◆ **Exercise description**:
Return all the entries exactly, keeping pictures out.
[Start Dataset excerpts]
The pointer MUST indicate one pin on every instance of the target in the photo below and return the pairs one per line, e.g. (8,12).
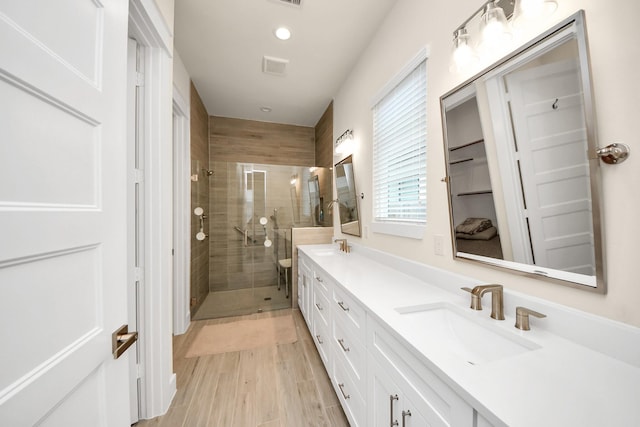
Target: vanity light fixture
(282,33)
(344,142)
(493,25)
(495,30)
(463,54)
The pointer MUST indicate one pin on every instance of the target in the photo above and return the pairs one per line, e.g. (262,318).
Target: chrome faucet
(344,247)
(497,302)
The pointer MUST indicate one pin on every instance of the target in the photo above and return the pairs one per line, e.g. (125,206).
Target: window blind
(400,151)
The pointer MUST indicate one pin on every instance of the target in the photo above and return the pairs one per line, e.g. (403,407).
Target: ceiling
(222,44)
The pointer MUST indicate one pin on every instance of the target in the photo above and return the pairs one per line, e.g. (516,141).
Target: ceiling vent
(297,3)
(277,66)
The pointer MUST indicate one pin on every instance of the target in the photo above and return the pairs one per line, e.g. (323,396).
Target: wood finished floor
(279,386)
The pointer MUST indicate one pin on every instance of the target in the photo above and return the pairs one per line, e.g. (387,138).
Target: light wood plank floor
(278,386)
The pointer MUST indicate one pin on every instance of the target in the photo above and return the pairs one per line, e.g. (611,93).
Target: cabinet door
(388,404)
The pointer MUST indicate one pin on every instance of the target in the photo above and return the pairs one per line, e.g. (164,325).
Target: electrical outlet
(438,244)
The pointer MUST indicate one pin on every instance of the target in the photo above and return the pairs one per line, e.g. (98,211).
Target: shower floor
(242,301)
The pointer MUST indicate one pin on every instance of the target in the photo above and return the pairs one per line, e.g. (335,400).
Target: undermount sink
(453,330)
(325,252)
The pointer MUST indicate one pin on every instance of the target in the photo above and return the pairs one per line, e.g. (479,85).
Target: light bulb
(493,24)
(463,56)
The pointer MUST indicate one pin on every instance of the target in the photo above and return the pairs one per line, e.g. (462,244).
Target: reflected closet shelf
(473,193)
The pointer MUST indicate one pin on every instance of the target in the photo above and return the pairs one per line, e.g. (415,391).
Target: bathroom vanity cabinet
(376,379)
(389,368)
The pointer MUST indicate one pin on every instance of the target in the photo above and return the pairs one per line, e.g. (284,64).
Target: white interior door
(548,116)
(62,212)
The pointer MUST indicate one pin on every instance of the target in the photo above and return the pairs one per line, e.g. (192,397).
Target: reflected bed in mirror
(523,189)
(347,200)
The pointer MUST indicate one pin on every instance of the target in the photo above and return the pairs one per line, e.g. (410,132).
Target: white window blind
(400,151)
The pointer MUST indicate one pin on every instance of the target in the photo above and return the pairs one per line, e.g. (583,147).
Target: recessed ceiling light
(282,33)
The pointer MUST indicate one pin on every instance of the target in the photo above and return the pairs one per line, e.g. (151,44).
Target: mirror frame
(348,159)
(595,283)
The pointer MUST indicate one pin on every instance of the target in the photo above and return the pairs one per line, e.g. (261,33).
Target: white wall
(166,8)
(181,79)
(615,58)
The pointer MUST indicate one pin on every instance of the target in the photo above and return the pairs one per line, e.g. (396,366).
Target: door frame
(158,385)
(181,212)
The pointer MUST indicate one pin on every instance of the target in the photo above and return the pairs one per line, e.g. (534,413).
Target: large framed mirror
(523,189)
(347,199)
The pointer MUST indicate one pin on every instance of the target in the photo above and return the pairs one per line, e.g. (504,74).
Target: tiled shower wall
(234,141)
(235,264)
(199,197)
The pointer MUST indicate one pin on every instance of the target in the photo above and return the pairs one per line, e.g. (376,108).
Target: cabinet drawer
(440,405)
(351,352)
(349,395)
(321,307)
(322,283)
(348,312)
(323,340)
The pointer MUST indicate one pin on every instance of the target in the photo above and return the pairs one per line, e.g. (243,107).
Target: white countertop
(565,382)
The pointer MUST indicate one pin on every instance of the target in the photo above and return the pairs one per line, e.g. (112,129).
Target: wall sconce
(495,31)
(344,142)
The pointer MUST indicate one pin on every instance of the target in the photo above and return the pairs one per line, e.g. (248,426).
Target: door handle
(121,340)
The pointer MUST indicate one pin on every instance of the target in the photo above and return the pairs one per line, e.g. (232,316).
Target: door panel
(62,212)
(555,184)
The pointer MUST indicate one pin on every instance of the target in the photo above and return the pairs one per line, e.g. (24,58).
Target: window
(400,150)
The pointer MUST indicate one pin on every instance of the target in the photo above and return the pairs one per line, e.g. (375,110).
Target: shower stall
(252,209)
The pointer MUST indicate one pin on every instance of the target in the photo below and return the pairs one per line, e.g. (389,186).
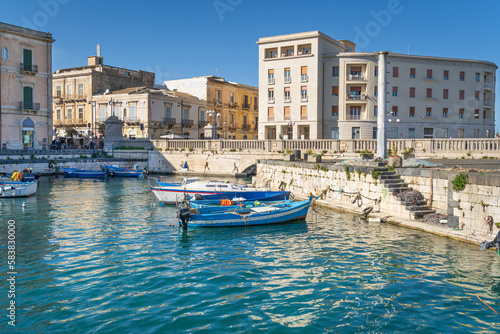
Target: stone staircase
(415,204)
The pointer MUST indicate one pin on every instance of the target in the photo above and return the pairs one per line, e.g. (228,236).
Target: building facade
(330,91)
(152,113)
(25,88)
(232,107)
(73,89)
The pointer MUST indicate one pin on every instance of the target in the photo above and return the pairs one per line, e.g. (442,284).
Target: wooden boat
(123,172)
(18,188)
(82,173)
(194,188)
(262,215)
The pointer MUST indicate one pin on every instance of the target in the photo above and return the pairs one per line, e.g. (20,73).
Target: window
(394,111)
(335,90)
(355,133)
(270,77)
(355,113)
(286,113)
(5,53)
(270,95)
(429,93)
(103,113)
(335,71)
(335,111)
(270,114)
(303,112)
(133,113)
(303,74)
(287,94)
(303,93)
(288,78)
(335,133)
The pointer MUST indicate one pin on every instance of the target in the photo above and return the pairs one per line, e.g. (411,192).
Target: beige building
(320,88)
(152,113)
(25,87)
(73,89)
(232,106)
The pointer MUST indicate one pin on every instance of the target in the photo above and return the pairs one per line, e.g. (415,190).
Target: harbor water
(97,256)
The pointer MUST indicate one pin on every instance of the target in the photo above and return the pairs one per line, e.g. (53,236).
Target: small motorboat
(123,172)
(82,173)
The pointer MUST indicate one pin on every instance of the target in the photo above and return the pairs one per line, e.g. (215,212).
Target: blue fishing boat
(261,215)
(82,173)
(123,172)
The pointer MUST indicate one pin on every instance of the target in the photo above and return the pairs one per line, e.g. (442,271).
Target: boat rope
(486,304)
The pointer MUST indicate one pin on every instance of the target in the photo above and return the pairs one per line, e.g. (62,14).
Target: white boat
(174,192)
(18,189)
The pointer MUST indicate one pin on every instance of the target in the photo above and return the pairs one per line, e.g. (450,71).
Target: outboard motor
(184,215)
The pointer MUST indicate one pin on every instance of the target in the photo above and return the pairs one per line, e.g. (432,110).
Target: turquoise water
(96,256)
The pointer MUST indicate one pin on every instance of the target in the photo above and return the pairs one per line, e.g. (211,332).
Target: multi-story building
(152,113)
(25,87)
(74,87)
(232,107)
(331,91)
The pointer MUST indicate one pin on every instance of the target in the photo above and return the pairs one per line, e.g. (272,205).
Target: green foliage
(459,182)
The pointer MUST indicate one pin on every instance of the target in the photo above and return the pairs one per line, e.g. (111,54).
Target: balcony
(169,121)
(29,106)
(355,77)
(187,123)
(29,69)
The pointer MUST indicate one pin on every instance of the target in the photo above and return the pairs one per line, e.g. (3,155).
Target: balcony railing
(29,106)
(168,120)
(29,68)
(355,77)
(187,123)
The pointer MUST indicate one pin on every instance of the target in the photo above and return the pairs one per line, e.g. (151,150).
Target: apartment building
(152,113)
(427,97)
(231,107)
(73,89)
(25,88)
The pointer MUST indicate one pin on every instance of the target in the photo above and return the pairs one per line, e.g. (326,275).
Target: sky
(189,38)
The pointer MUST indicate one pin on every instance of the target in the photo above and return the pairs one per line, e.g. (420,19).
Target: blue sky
[End Dataset excerpts]
◆ **Output for this task**:
The pointer MUST indicate one pin on every instance of the target in the photo below and return the pairs one per line, e.g. (8,12).
Target: vanity light fixture
(282,33)
(344,142)
(493,25)
(495,30)
(463,54)
The pointer MUST indicate one pin on every instance of the target in the photo above and return the pairs one per line, e.g. (262,318).
Target: chrome faucet
(344,247)
(497,302)
The pointer MUST indicate one pin on every instance of the target in the photo above and return the pairs one per line, e.g. (125,206).
Target: window blind
(400,151)
The pointer MUST indicate one pin on every instance of the target in the photo above and return the pairs one per line, e.g. (403,407).
Target: ceiling
(222,44)
The pointer MUST indicate one pin on every instance of the target in the photo above and return the pairs one per line, e.g. (516,141).
Target: ceiling vent
(297,3)
(277,66)
The pointer MUST indicate one pin on every instance of the target in the photo above and return the pairs one per line, e.g. (323,396).
Target: wood finished floor
(279,386)
The pointer MUST indicate one pin on every instance of the target in the photo above and return the pairs one per line, e.g. (387,138).
Target: light wood plank floor
(278,386)
The pointer MUST indicate one pin on every instance of the target in the photo above and return the pairs one per line, e.g. (611,93).
Target: cabinet door
(388,404)
The pointer MUST indicate one pin on every instance of the target in the photo above and return the pairs one per line, e.g. (164,325).
Target: electrical outlet
(438,244)
The pointer MUST indicate one pin on every instance of the target in the photo above and return the pairs one per line, e.g. (98,211).
Target: shower floor
(242,301)
The pointer MUST indicate one pin on every instance of the target in the photo above and return the pairs one per line, e.g. (335,400).
Target: undermount sink
(453,330)
(325,252)
The pointer MUST indicate one pin on every instance of the target in the photo above and return the pairs one per line, e.g. (479,85).
Target: light bulb
(493,24)
(463,56)
The pointer MUST indicate one pin on every instance of the target in the photo above and return the pairs one per line, e.g. (462,244).
Target: reflected closet shelf
(473,193)
The pointer MUST indicate one pin on every instance of the target in the photo above and return the pairs one per line, e.g. (415,391).
Target: bathroom vanity cabinet
(376,379)
(389,368)
The pointer MUST indicate one pin on every instance of the target in the photo above and return the pairs one per line, e.g. (284,64).
Target: white interior door
(548,116)
(62,212)
The pointer MUST indicate one pin on every instance of the target in the photo above and return the pairs one per line, e.g. (192,397).
Target: reflected bed in mirror
(523,189)
(347,200)
The pointer MUST indicate one pin on every instance of the target in the photo above and return the pairs one per line, e.g. (410,132).
Target: white window blind
(400,151)
The pointer MUST indicate one pin on every instance of the target in the photo above and return the pairs one per line, e.g. (583,147).
Target: recessed ceiling light
(282,33)
The pointer MUST indicate one pin on every instance of the target in the photo above and return the pairs one per line, e.g. (151,44).
Target: mirror frame
(348,159)
(595,283)
The pointer MUST indicate one pin on every instance of the target in the photo above and return the pairs one per line, e.g. (261,33).
Target: white wall
(166,8)
(181,79)
(615,58)
The pointer MUST indicate one pin on every instance of the target in the photo above and return the pairs one per line, e.g. (396,366).
Target: door frame
(158,385)
(181,212)
The pointer MUST indicate one pin on every instance of the target in the photo above and return the pairs one per line, e.g. (534,413).
Target: large framed mirror
(523,189)
(347,199)
The pointer MUST indicate one pin on every instance of the target in the photo above and return the pairs one per line, e.g. (504,74).
Target: tiled shower wall
(234,141)
(235,264)
(199,197)
The pointer MUST indicate one pin on every instance of the target in the photo above and return the pairs one per line, e.g. (376,108).
Target: cabinet drawer
(440,405)
(351,352)
(349,395)
(321,307)
(322,283)
(348,312)
(323,340)
The pointer MUST indicate one pin on every instance of the target in the photo above and return the pairs one per line, e.g. (243,107).
Target: white countertop
(565,382)
The pointer MUST indicate one pin on every instance of the target in the photo above and return the pairs one per line, e.g. (112,129).
Target: wall sconce
(495,31)
(344,142)
The pointer MUST indicate one pin on every instance of the target in the photo above and return the pairs one per line, e.g. (248,426).
Target: door handle
(121,340)
The pointer MUST indicate one pin on every instance of the target in the photo above and return the pairs one per line, e.g. (232,316).
Target: door panel
(62,212)
(555,184)
The pointer MUST indicate one pin on every instance of the target in the photo above and return the pairs one per line, e.g. (24,58).
Target: window
(400,150)
The pointer MUST indicate one pin on every instance of the target in the photo above and return the pairs one per line, e.g. (375,110).
Target: shower stall
(252,209)
The pointer MUST indicate one pin on every instance of the target in the photo below and return the pairs one per line, e.g. (389,186).
Target: stone staircase
(415,204)
The pointer MUST indicate one pin on every instance of the target in the photo above and return the pairs one per line, e.g. (228,236).
Target: building facade
(330,91)
(152,113)
(25,88)
(232,107)
(73,89)
The pointer MUST indicate one pin on every instance of the target in the photo above and return the pairs one per line, e.g. (442,284).
Target: wooden boat
(123,172)
(18,188)
(82,173)
(194,188)
(262,215)
The pointer MUST indicate one pin on every instance of the target in the photo above and return the pairs one per line, e.g. (20,73).
Target: window
(394,111)
(335,90)
(355,133)
(270,77)
(355,113)
(286,113)
(5,53)
(270,95)
(429,93)
(103,113)
(335,71)
(335,111)
(270,114)
(303,112)
(133,113)
(303,74)
(287,94)
(303,93)
(288,78)
(335,133)
The pointer MUST indicate one pin on every instance of the target in the photo above and return the pairs one per line, e.g. (411,192).
Target: beige building
(320,88)
(152,113)
(25,87)
(73,89)
(232,106)
The pointer MUST indicate one pin on every instance of the target in the photo above and return the pairs one per line, e.g. (415,190).
Target: harbor water
(97,256)
The pointer MUST indicate one pin on every instance of the target in the photo above and return the pairs one per line, e.g. (53,236).
Target: small motorboat
(123,172)
(82,173)
The pointer MUST indicate one pin on every instance of the target in the photo above and return the pairs one per line, e.g. (215,212).
Target: blue fishing boat
(261,215)
(82,173)
(123,172)
The pointer MUST indicate one pin on every instance of the target in the photo above and return the pairs one per line, e.g. (442,271).
Target: boat rope
(486,304)
The pointer MUST indicate one pin on every instance of the target in the photo above and return the pairs one per line, e.g. (62,14).
Target: white boat
(174,192)
(18,189)
The pointer MUST indicate one pin on every instance of the target in the photo above and return the pairs one per line, e.g. (450,71).
Target: outboard motor
(184,215)
The pointer MUST indicate one pin on every instance of the target in the photo above and return the pairs one per line, e.g. (432,110).
Target: turquoise water
(96,256)
The pointer MUST indicate one pin on every instance of the target in the photo above and return the pairs one per line, e.g. (211,332).
Target: multi-story building
(152,113)
(25,87)
(74,87)
(232,107)
(331,91)
The pointer MUST indicate one pin on every instance of the target in the photo above and return the pairs one per line, e.g. (272,205).
Target: green foliage
(459,182)
The pointer MUST indicate one pin on every instance of the target in the photo above and return the pairs one per line, e.g. (111,54).
Target: balcony
(169,121)
(29,106)
(355,77)
(187,123)
(29,69)
The pointer MUST indicate one pin on every instance of the target in the photo above and return the pairs one per line, e.g. (3,155).
Target: balcony railing
(29,106)
(168,120)
(29,68)
(355,77)
(187,123)
The pointer MUST indicate one pin on every instance of the target in the photo above and return the pairs one per line, e.g. (151,150).
Target: apartment building
(152,113)
(427,97)
(231,107)
(73,89)
(25,88)
The pointer MUST indicate one pin on every instance of the target in the photo above and return the pairs one per line, e.g. (326,275).
Target: sky
(189,38)
The pointer MUST indicate one pin on every instance of the target in the photo above and return the pairs one per line, e.g. (420,19).
Target: blue sky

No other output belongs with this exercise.